(DATA)

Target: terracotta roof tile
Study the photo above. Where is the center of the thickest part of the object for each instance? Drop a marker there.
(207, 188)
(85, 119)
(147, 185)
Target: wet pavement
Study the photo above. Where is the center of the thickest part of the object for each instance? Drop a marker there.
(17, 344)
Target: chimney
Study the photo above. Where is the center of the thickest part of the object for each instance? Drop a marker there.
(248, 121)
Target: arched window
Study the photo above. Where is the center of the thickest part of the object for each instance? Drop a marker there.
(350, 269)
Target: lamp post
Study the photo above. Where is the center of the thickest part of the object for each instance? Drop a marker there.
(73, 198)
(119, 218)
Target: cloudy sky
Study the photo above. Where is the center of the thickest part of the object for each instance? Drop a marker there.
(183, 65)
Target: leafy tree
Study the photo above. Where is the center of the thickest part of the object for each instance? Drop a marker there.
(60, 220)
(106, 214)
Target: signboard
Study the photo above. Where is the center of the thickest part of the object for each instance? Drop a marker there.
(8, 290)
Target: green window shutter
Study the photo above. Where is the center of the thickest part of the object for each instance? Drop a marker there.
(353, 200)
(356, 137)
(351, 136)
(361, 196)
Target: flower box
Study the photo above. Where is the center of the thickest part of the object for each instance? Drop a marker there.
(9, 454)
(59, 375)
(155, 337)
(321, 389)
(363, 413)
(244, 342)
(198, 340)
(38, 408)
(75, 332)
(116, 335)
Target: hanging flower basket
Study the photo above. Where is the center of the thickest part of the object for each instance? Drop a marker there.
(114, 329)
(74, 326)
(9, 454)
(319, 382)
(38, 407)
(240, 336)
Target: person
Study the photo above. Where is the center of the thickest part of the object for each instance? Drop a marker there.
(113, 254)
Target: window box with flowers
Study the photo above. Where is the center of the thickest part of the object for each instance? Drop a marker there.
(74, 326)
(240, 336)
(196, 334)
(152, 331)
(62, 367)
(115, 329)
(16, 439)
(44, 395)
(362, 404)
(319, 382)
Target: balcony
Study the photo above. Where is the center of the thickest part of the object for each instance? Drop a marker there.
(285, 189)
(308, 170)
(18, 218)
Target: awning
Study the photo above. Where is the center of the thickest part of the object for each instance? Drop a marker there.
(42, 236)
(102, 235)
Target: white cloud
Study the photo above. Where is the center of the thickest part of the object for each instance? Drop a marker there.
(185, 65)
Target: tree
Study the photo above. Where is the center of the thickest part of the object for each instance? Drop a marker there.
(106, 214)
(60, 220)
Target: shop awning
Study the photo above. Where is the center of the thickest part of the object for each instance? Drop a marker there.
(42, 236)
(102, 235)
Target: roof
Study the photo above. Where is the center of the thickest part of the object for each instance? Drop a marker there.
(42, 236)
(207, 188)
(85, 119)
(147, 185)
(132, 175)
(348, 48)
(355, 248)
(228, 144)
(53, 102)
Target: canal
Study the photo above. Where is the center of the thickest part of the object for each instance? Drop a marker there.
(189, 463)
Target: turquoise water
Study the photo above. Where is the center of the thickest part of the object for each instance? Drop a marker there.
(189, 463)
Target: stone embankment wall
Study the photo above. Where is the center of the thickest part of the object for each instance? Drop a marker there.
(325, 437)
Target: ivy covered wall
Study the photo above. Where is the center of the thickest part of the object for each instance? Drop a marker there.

(End DATA)

- [TASK GOAL]
Show each line of the material holding "window".

- [ANSWER FOR THE TASK]
Target: arched window
Target: green window shutter
Target: window box with flowers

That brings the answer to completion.